In the data below, find each line containing the string "woman" and return it.

※

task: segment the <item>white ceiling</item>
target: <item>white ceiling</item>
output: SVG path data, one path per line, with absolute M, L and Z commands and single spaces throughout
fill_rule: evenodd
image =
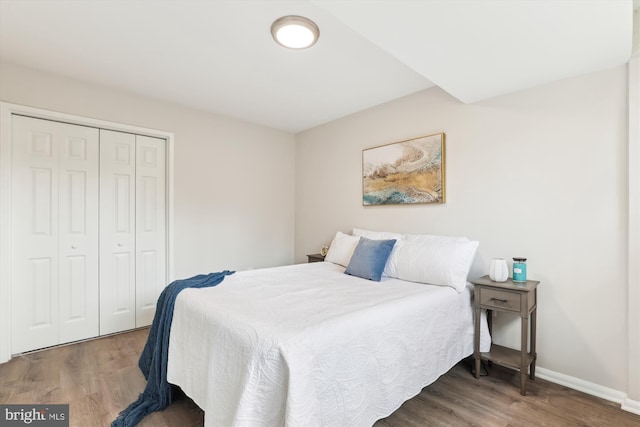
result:
M 313 48 L 271 38 L 291 14 Z M 295 133 L 434 84 L 470 103 L 624 64 L 632 20 L 632 0 L 0 0 L 0 60 Z

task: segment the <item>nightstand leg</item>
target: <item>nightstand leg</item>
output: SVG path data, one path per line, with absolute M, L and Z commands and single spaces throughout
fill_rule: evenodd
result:
M 476 307 L 476 315 L 475 315 L 476 333 L 475 333 L 475 336 L 473 337 L 473 357 L 476 362 L 475 363 L 476 370 L 474 373 L 476 378 L 480 378 L 480 319 L 481 319 L 480 307 Z
M 527 395 L 527 369 L 529 368 L 529 352 L 527 351 L 529 344 L 529 319 L 523 317 L 521 320 L 522 330 L 520 331 L 520 394 Z
M 538 358 L 538 354 L 536 353 L 536 312 L 538 308 L 534 308 L 531 312 L 531 357 L 533 360 L 531 361 L 531 368 L 529 370 L 529 378 L 532 380 L 536 379 L 536 359 Z

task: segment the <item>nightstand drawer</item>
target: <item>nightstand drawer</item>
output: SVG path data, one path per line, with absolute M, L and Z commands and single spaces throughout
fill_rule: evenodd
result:
M 324 256 L 322 256 L 321 254 L 307 255 L 307 258 L 308 258 L 309 262 L 322 262 L 322 261 L 324 261 Z
M 520 292 L 480 288 L 480 304 L 484 308 L 520 312 Z

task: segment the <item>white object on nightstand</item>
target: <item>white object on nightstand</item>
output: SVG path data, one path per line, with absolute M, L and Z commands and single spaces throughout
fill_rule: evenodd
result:
M 493 258 L 489 266 L 489 277 L 494 282 L 504 282 L 509 278 L 509 267 L 503 258 Z

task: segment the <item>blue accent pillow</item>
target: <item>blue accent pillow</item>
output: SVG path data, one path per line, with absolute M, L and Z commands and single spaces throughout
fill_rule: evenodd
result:
M 358 246 L 353 252 L 345 274 L 379 282 L 384 266 L 395 244 L 395 239 L 371 240 L 366 237 L 360 237 L 360 242 L 358 242 Z

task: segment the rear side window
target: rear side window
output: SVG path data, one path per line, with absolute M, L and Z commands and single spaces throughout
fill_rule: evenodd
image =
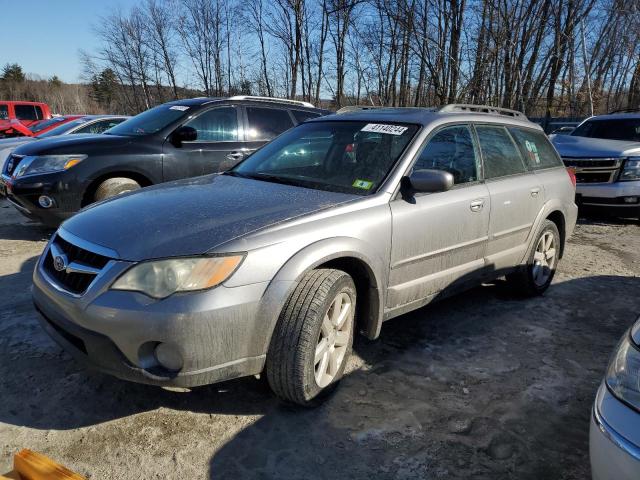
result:
M 16 118 L 18 120 L 38 120 L 38 113 L 33 105 L 16 105 Z M 42 118 L 42 112 L 40 112 Z
M 525 162 L 531 170 L 562 165 L 561 160 L 544 133 L 525 128 L 510 128 L 509 131 L 515 138 Z
M 6 105 L 0 105 L 0 120 L 9 118 L 9 108 Z
M 250 140 L 271 140 L 293 127 L 287 110 L 247 107 Z
M 298 123 L 302 123 L 310 118 L 318 118 L 321 116 L 319 113 L 305 112 L 304 110 L 291 110 L 291 113 L 293 113 L 293 116 Z
M 36 111 L 36 117 L 38 120 L 42 120 L 44 118 L 44 115 L 42 115 L 42 108 L 39 107 L 38 105 L 36 105 L 35 107 L 33 107 Z
M 504 127 L 478 125 L 476 131 L 484 161 L 484 178 L 526 172 L 520 152 Z
M 456 125 L 437 132 L 413 168 L 444 170 L 453 175 L 456 185 L 478 180 L 478 162 L 469 127 Z
M 79 128 L 73 133 L 102 133 L 110 128 L 115 127 L 119 123 L 122 123 L 124 119 L 120 118 L 112 118 L 109 120 L 100 120 L 98 122 L 94 122 L 90 125 L 85 125 L 82 128 Z

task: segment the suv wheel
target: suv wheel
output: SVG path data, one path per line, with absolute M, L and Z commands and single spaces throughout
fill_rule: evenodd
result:
M 507 275 L 507 281 L 527 296 L 541 295 L 549 288 L 560 256 L 560 233 L 551 220 L 545 220 L 526 265 Z
M 140 184 L 130 178 L 108 178 L 98 186 L 96 193 L 93 195 L 93 200 L 99 202 L 100 200 L 115 197 L 116 195 L 132 190 L 138 190 L 139 188 L 141 188 Z
M 267 379 L 283 400 L 313 406 L 342 377 L 353 343 L 356 288 L 343 271 L 312 270 L 295 288 L 273 332 Z

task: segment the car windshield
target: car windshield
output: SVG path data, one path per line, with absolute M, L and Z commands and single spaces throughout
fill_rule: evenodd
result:
M 38 138 L 48 138 L 55 137 L 56 135 L 62 135 L 63 133 L 68 132 L 69 130 L 82 125 L 83 123 L 87 123 L 87 120 L 84 118 L 79 118 L 77 120 L 72 120 L 71 122 L 63 123 L 62 125 L 58 125 L 55 128 L 52 128 L 49 131 L 41 133 L 40 135 L 36 135 Z
M 56 124 L 61 123 L 61 122 L 66 122 L 66 121 L 67 121 L 67 119 L 65 117 L 55 117 L 55 118 L 51 118 L 49 120 L 43 120 L 42 122 L 38 122 L 35 125 L 32 125 L 29 129 L 33 133 L 37 133 L 37 132 L 41 132 L 45 128 L 49 128 L 49 127 L 51 127 L 53 125 L 56 125 Z
M 157 133 L 184 116 L 189 109 L 186 105 L 160 105 L 125 120 L 120 125 L 110 128 L 105 134 L 139 136 Z
M 416 125 L 400 123 L 305 123 L 227 175 L 368 195 L 376 191 L 417 131 Z
M 571 132 L 571 135 L 574 137 L 638 142 L 640 141 L 640 118 L 587 120 Z

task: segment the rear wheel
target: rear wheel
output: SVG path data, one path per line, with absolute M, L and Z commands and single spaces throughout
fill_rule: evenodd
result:
M 507 282 L 527 296 L 541 295 L 549 288 L 560 256 L 560 233 L 551 220 L 545 220 L 526 265 L 507 275 Z
M 96 189 L 96 193 L 93 195 L 93 200 L 99 202 L 107 198 L 115 197 L 122 193 L 130 192 L 132 190 L 138 190 L 140 184 L 131 178 L 115 177 L 108 178 Z
M 356 288 L 341 271 L 307 273 L 285 304 L 267 354 L 267 378 L 283 400 L 319 403 L 342 377 L 351 353 Z

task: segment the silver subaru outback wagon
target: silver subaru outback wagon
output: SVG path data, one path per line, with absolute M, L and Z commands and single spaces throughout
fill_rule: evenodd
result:
M 506 276 L 551 283 L 575 186 L 518 112 L 448 105 L 322 117 L 218 175 L 91 206 L 33 276 L 44 329 L 117 377 L 191 387 L 265 374 L 319 402 L 356 332 Z

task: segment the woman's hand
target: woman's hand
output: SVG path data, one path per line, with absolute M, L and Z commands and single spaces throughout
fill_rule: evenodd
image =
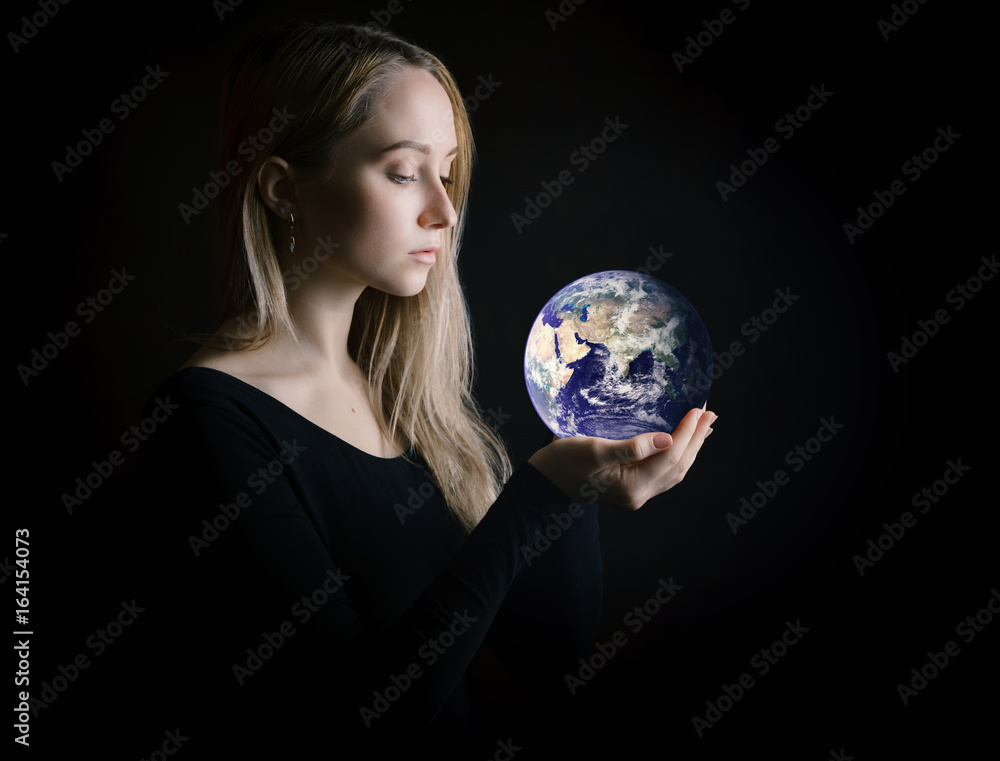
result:
M 688 412 L 673 435 L 643 433 L 623 441 L 557 438 L 528 462 L 572 500 L 638 510 L 684 479 L 717 419 L 703 407 Z

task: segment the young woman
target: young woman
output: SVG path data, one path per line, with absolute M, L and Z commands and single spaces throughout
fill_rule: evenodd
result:
M 637 509 L 711 430 L 692 410 L 512 472 L 472 396 L 472 160 L 451 75 L 392 34 L 289 24 L 233 62 L 222 325 L 155 393 L 177 409 L 140 464 L 174 632 L 156 718 L 191 748 L 458 747 L 485 642 L 565 693 L 601 602 L 581 495 Z

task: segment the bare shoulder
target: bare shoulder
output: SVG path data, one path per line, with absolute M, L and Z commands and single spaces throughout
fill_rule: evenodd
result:
M 181 365 L 187 367 L 207 367 L 211 370 L 232 375 L 244 383 L 256 386 L 272 396 L 283 399 L 289 395 L 289 378 L 281 373 L 273 361 L 268 361 L 267 353 L 255 351 L 227 351 L 211 346 L 202 346 Z
M 239 377 L 246 373 L 248 365 L 245 352 L 225 351 L 224 349 L 202 346 L 179 369 L 183 370 L 186 367 L 208 367 L 212 370 L 221 370 L 222 372 Z
M 368 396 L 364 374 L 309 372 L 270 348 L 226 351 L 202 347 L 184 367 L 207 367 L 232 375 L 277 399 L 313 424 L 375 457 L 398 457 L 406 447 L 386 439 Z

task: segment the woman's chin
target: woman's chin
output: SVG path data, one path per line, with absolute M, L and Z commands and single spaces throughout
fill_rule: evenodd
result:
M 391 296 L 409 298 L 410 296 L 416 296 L 427 287 L 427 275 L 424 274 L 420 277 L 399 278 L 397 280 L 390 280 L 379 285 L 372 284 L 372 287 L 388 293 Z

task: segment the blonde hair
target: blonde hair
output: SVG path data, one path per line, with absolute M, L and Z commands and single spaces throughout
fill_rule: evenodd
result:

※

— Task solution —
task: segment the woman's hand
target: woman's hand
task: segment the young woman
target: young woman
task: segment the woman's chin
target: woman's chin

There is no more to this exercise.